EXERCISE MATERIAL Block Start

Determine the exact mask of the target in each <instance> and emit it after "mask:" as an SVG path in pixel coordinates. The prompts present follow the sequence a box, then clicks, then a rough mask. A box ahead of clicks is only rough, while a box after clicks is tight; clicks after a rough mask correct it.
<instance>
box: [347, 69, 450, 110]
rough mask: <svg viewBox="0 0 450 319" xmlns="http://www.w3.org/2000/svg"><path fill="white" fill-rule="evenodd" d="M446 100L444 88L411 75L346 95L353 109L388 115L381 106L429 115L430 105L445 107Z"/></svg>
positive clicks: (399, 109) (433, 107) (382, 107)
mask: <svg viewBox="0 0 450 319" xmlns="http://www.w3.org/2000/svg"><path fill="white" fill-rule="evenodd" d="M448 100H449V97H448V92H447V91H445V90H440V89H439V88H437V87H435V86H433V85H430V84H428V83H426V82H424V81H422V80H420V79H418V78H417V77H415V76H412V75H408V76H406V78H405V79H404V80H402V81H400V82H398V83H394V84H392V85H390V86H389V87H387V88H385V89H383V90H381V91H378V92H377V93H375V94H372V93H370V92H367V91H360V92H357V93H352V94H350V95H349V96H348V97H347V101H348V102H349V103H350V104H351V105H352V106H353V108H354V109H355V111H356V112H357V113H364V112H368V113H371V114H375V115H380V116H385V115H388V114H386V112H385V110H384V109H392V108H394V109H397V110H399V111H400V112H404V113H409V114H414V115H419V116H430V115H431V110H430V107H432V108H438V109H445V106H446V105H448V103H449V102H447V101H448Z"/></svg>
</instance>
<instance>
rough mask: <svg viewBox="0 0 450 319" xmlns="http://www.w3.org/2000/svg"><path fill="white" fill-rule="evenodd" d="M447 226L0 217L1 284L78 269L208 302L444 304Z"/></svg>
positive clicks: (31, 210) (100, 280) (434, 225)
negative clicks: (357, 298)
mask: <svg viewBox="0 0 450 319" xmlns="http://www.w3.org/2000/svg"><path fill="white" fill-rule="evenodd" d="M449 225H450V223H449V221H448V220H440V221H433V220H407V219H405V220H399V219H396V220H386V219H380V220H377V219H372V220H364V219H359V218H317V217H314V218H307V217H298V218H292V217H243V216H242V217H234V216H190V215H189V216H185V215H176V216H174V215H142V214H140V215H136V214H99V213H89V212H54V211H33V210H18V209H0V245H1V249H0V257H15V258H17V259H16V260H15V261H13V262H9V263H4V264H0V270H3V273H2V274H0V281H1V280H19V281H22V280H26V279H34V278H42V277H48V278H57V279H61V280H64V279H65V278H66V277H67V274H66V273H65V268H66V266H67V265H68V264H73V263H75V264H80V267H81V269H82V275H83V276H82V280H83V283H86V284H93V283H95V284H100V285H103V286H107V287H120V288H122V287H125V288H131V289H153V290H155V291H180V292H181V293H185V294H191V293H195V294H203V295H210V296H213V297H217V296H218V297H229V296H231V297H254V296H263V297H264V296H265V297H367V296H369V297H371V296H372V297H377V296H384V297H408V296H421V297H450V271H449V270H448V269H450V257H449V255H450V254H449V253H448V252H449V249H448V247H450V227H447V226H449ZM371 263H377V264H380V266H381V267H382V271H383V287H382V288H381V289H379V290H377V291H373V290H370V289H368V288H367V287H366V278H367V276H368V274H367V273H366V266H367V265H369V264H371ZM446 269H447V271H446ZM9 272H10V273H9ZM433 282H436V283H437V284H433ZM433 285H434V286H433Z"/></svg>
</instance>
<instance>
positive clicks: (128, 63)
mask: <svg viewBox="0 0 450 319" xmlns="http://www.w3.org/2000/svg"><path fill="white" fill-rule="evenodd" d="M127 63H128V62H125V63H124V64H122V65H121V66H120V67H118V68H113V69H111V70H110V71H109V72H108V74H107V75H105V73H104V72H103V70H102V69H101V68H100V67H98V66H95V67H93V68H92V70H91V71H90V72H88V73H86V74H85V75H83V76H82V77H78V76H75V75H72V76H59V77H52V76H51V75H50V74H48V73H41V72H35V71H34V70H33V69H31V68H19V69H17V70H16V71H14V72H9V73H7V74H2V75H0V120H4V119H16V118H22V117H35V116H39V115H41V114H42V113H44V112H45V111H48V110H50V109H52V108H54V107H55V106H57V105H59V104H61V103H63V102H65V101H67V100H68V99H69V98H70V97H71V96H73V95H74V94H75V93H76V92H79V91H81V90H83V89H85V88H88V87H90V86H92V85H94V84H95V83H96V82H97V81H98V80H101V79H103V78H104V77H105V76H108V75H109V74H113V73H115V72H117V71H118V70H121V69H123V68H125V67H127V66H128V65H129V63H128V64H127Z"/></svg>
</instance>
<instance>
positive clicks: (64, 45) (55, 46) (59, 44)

EXERCISE MATERIAL Block End

* _WHAT THE TASK ASKS_: From the first line to the last, return the records unchanged.

* _REPLY TO THE TASK_:
Determine the exact mask of the target in each <instance> and emit it after "mask:" as an SVG path in pixel coordinates. The prompts present follow the sequence a box, then clicks, then a rough mask. A box ahead of clicks is only rough, while a box after clicks is tight; clicks after a rough mask correct it.
<instance>
box: [347, 69, 450, 110]
rough mask: <svg viewBox="0 0 450 319" xmlns="http://www.w3.org/2000/svg"><path fill="white" fill-rule="evenodd" d="M446 100L444 88L411 75L346 95L353 109L388 115L381 106L429 115L430 105L445 107Z"/></svg>
positive clicks: (399, 109) (433, 107) (382, 107)
mask: <svg viewBox="0 0 450 319" xmlns="http://www.w3.org/2000/svg"><path fill="white" fill-rule="evenodd" d="M448 100H449V97H448V92H447V91H445V90H440V89H439V88H437V87H435V86H433V85H430V84H428V83H426V82H424V81H422V80H420V79H418V78H417V77H415V76H412V75H408V76H406V78H405V79H404V80H402V81H400V82H398V83H394V84H392V85H390V86H389V87H387V88H385V89H383V90H381V91H378V92H377V93H375V94H372V93H370V92H367V91H360V92H357V93H352V94H350V95H349V96H348V97H347V101H348V102H349V103H350V104H351V105H352V106H353V108H354V109H355V111H356V112H357V113H364V112H368V113H371V114H375V115H380V116H385V115H388V114H386V112H385V110H384V109H392V108H394V109H397V110H399V111H400V112H404V113H409V114H414V115H419V116H430V115H431V110H430V107H432V108H438V109H445V106H446V105H448V103H449V102H447V101H448Z"/></svg>
</instance>
<instance>
rough mask: <svg viewBox="0 0 450 319" xmlns="http://www.w3.org/2000/svg"><path fill="white" fill-rule="evenodd" d="M447 226L0 217L1 284L78 269L208 302L444 304Z"/></svg>
positive clicks: (31, 210) (100, 280) (434, 225)
negative clicks: (357, 298)
mask: <svg viewBox="0 0 450 319" xmlns="http://www.w3.org/2000/svg"><path fill="white" fill-rule="evenodd" d="M449 225H450V223H449V221H448V220H440V221H433V220H407V219H405V220H399V219H396V220H386V219H380V220H377V219H372V220H364V219H359V218H317V217H314V218H307V217H298V218H292V217H243V216H242V217H234V216H190V215H189V216H185V215H176V216H174V215H142V214H140V215H136V214H99V213H89V212H54V211H33V210H18V209H0V245H1V249H0V257H15V258H17V259H16V260H15V261H13V262H9V263H4V264H0V270H3V273H2V274H0V281H1V280H19V281H22V280H26V279H34V278H42V277H48V278H57V279H61V280H64V279H65V278H66V277H67V274H66V273H65V268H66V266H67V265H68V264H73V263H75V264H80V267H81V269H82V275H83V276H82V280H83V283H86V284H93V283H95V284H100V285H103V286H107V287H120V288H122V287H125V288H131V289H153V290H155V291H180V292H181V293H185V294H191V293H195V294H203V295H210V296H213V297H217V296H218V297H229V296H231V297H254V296H263V297H264V296H265V297H367V296H369V297H371V296H372V297H377V296H384V297H408V296H421V297H450V271H449V270H448V269H450V257H449V255H450V254H449V253H448V252H449V249H448V247H450V227H447V226H449ZM371 263H377V264H380V266H381V267H382V271H383V287H382V288H381V289H379V290H377V291H373V290H370V289H368V288H367V287H366V278H367V276H368V274H367V273H366V266H367V265H369V264H371ZM446 269H447V271H446ZM9 272H10V273H9ZM433 282H436V283H437V284H433ZM433 285H434V286H433Z"/></svg>
</instance>
<instance>
positive clicks: (128, 63)
mask: <svg viewBox="0 0 450 319" xmlns="http://www.w3.org/2000/svg"><path fill="white" fill-rule="evenodd" d="M127 63H128V62H125V63H124V64H122V65H121V66H120V67H118V68H113V69H111V70H110V71H109V72H108V74H107V75H105V73H104V72H103V70H102V69H101V68H100V67H98V66H95V67H93V68H92V70H91V71H90V72H88V73H86V74H85V75H83V76H82V77H78V76H75V75H72V76H59V77H52V76H51V75H50V74H48V73H41V72H35V71H34V70H33V69H31V68H19V69H17V70H16V71H14V72H9V73H7V74H2V75H0V120H4V119H16V118H22V117H35V116H39V115H41V114H42V113H44V112H45V111H48V110H50V109H52V108H54V107H55V106H57V105H59V104H61V103H63V102H65V101H67V100H68V99H69V98H70V97H71V96H73V95H74V94H75V93H76V92H79V91H81V90H83V89H85V88H88V87H90V86H92V85H94V84H95V83H96V82H97V81H98V80H101V79H103V78H104V77H105V76H108V75H109V74H113V73H115V72H117V71H118V70H121V69H123V68H125V67H127V66H128V65H129V63H128V64H127Z"/></svg>
</instance>
<instance>
positive clicks: (64, 45) (55, 46) (59, 44)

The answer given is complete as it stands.